• [EXERCISE GOAL]: Copy out the rows below, starting at the line containing "pixel 204 158." and ending at the last row, with the requests included. Shift every pixel coordinate in the answers by adding 135 to each number.

• [DATA]:
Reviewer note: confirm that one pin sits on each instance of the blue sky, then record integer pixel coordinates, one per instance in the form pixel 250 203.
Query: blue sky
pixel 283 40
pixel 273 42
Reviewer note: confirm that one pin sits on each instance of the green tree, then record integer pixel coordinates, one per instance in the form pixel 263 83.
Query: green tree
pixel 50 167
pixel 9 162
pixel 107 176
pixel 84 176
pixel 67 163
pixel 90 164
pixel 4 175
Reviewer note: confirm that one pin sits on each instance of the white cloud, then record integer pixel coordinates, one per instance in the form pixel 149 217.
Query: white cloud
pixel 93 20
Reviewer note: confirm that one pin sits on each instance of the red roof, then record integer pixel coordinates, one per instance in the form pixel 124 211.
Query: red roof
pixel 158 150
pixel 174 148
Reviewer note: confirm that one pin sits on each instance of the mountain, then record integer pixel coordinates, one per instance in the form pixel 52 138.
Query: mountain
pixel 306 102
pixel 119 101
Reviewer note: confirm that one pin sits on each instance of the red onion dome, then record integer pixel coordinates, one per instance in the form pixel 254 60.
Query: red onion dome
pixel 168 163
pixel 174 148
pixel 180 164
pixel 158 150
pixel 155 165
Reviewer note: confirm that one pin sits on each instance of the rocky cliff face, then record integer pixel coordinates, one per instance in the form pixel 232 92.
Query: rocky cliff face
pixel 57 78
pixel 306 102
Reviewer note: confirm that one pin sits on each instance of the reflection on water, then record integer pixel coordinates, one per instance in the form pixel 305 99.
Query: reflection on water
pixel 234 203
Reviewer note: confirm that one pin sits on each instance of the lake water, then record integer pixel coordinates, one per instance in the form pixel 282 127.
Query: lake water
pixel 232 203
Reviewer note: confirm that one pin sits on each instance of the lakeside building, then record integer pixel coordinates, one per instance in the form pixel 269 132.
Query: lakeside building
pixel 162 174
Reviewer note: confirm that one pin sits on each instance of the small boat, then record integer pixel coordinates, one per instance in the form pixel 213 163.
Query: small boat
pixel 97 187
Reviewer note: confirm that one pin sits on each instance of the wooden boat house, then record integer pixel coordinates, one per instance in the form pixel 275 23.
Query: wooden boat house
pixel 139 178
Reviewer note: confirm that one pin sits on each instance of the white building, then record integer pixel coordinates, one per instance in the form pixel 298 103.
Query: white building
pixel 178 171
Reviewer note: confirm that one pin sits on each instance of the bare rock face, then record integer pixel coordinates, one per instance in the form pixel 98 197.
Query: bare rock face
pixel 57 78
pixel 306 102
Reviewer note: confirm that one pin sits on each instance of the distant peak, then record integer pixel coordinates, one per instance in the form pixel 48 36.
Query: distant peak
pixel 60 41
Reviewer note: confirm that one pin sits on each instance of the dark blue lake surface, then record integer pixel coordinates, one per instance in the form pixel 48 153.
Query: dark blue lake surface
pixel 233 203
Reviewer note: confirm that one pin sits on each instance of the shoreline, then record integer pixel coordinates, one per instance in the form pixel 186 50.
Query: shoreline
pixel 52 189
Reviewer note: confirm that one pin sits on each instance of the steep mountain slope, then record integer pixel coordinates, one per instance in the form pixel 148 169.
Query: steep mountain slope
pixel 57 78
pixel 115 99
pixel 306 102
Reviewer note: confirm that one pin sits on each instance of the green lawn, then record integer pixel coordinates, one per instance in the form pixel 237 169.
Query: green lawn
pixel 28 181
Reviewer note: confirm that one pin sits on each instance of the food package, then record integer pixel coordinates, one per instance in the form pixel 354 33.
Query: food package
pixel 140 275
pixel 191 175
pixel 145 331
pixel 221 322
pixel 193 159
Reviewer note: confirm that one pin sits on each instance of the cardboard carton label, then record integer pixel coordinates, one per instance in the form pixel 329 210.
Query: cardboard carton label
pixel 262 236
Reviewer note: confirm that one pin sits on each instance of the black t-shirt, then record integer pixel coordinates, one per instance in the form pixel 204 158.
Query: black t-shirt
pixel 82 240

• [RESPONSE]:
Reviewer note: confirm that one pin sits on each instance of the black t-shirt, then record integer pixel coordinates, one per instance in the form pixel 204 158.
Query: black t-shirt
pixel 217 375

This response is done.